» Problem to work on:
Pictures aside, restate the records below exactly as written.

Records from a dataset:
□ □ □ □ □

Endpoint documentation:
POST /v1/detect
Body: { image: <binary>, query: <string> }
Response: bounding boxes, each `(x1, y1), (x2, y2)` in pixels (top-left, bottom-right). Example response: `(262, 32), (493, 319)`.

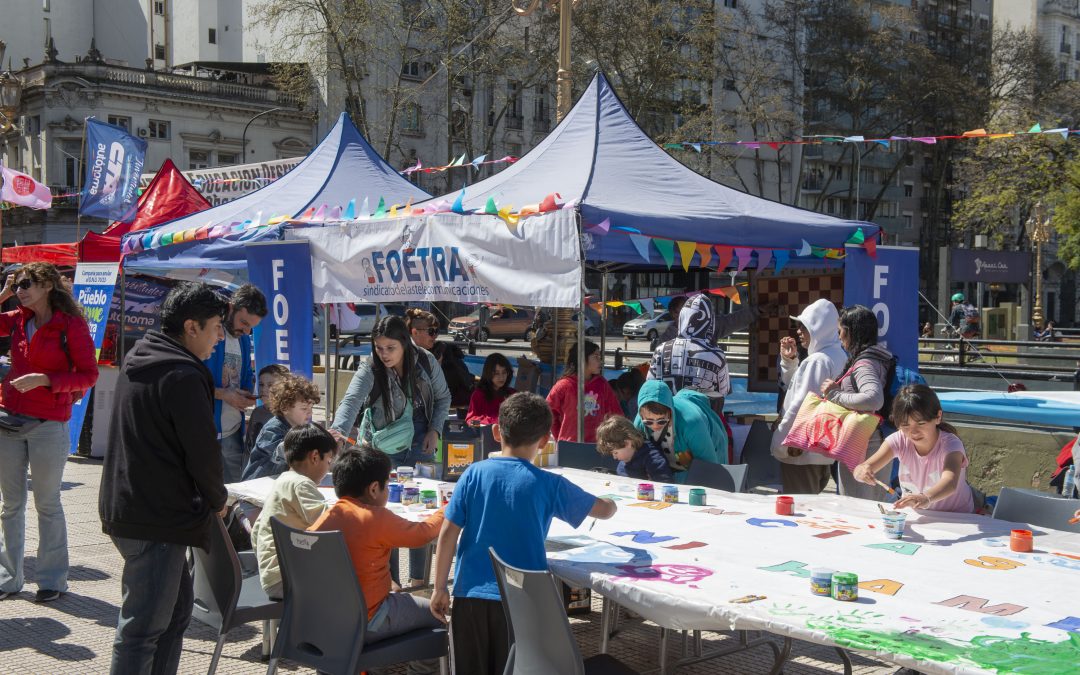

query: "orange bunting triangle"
(962, 128), (988, 137)
(538, 192), (561, 213)
(519, 204), (540, 217)
(714, 245), (734, 271)
(676, 241), (697, 272)
(695, 244), (713, 269)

□ □ □ □ □

» Exercise response:
Endpoint documentation:
POST /v1/detect
Body: { image: <binary>, query: <string> }
Response: bounding boxes, each `(x1, y1), (x2, y2)` in pixels (top-left, bottom-right). Example response: `(262, 32), (493, 319)`.


query: "orange bunting triangle"
(962, 128), (988, 137)
(538, 192), (561, 213)
(519, 204), (540, 217)
(714, 245), (734, 271)
(676, 241), (697, 272)
(695, 244), (713, 269)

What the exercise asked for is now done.